→ Exercise requirements:
In the group news item on the diabetes talk, restate the passage starting at "Maggie Heels, 26th" and ending at "Hospital Outpatients Department.", replacing "guest speaker" with "visiting speaker".

→ Extract provided:
• • • •

Maggie Heels, 26th April 2018
- 22 May 2018
- Group News
On Thursday 26th April the Group welcomed guest speaker Maggie Heels (to the left in the photo), Senior Diabetes Facilitator Manager for Central Norfolk.
Specialist Diabetes Nurse Maggie has been working in diabetes for 20 years and previously worked at Cromer Hospital Outpatients Department.
Maggie explained that The Diabetes Nurse Facilitator Service was initially started in 2002 on a 12 month trial period to offer specialist nurse clinics in GP practices in Central Norfolk (North Norfolk, Norwich and South Norfolk) and education groups for patients with newly diagnosed diabetes. Diabetes update days and mentoring are provided for GPs and Practice Nurses.The trial period was initially funded by the Norfolk Diabetes Trust and following that was taken up by The Clinical Commissioning Group.
The service covered 12 practices when it first started and now in 2018 covers 64 plus an additional 8 branch practices with 1 monthly clinics being held at each practice.
There are over 40,000 people in Norfolk with diabetes and the facilitator service allows people with Type 2 diabetes to be treated at GP practices which gives hospitals more time to treat people that require high diabetes care. 6% to 8% of a practice population will be registered with diabetes.
Most people would be shocked to know that around 22,000 people with diabetes die early every year. Type 2 diabetes is a leading cause of preventable sight loss in people of working age and is a major contributor to kidney failure, heart attack, and stroke. There are currently 3.4 million people with Type 2 diabetes in England with around 200,000 new diagnoses every year. While Type 1 diabetes cannot be prevented and is not linked to lifestyle, Type 2 diabetes is largely preventable through lifestyle changes and to combat this The Diabetes Prevention Programme (DPP) was launched in 2016.

• • • •

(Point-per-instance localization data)
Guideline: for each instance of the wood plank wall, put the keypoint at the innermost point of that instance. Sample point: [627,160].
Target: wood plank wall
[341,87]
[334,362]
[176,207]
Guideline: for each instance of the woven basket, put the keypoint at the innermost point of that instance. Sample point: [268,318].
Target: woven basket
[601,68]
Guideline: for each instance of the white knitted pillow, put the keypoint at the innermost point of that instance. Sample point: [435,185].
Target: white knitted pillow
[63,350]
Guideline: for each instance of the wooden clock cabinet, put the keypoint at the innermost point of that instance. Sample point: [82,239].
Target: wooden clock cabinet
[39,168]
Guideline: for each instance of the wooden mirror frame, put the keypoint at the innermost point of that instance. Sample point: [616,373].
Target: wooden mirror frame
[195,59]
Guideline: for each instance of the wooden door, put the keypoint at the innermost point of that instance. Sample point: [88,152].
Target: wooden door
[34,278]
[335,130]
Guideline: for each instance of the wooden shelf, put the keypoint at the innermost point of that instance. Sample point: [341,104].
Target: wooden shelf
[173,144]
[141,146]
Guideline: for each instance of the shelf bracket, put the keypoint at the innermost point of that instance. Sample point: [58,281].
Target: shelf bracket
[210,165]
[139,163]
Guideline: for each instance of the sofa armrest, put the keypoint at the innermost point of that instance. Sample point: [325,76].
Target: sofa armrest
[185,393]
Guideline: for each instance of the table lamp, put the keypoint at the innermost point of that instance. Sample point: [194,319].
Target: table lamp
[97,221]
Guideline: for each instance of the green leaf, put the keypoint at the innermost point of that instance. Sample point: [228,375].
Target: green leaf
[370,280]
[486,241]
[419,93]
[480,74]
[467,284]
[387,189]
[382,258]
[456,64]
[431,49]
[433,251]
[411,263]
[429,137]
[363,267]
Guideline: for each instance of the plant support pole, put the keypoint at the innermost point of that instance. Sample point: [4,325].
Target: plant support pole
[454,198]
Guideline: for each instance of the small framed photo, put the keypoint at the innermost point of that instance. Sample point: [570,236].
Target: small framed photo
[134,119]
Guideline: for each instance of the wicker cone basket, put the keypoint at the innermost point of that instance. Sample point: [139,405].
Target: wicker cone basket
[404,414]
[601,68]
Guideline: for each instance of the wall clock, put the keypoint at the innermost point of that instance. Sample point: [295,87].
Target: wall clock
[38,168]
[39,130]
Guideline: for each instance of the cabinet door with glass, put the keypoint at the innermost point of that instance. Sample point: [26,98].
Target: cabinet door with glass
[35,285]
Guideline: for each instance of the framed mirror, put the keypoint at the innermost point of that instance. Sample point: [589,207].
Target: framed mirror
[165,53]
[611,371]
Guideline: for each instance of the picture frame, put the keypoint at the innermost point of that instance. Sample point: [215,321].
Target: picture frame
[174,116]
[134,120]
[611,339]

• • • •

→ Output of the task:
Maggie Heels, 26th April 2018
- 22 May 2018
- Group News
On Thursday 26th April the Group welcomed visiting speaker Maggie Heels (to the left in the photo), Senior Diabetes Facilitator Manager for Central Norfolk.
Specialist Diabetes Nurse Maggie has been working in diabetes for 20 years and previously worked at Cromer Hospital Outpatients Department.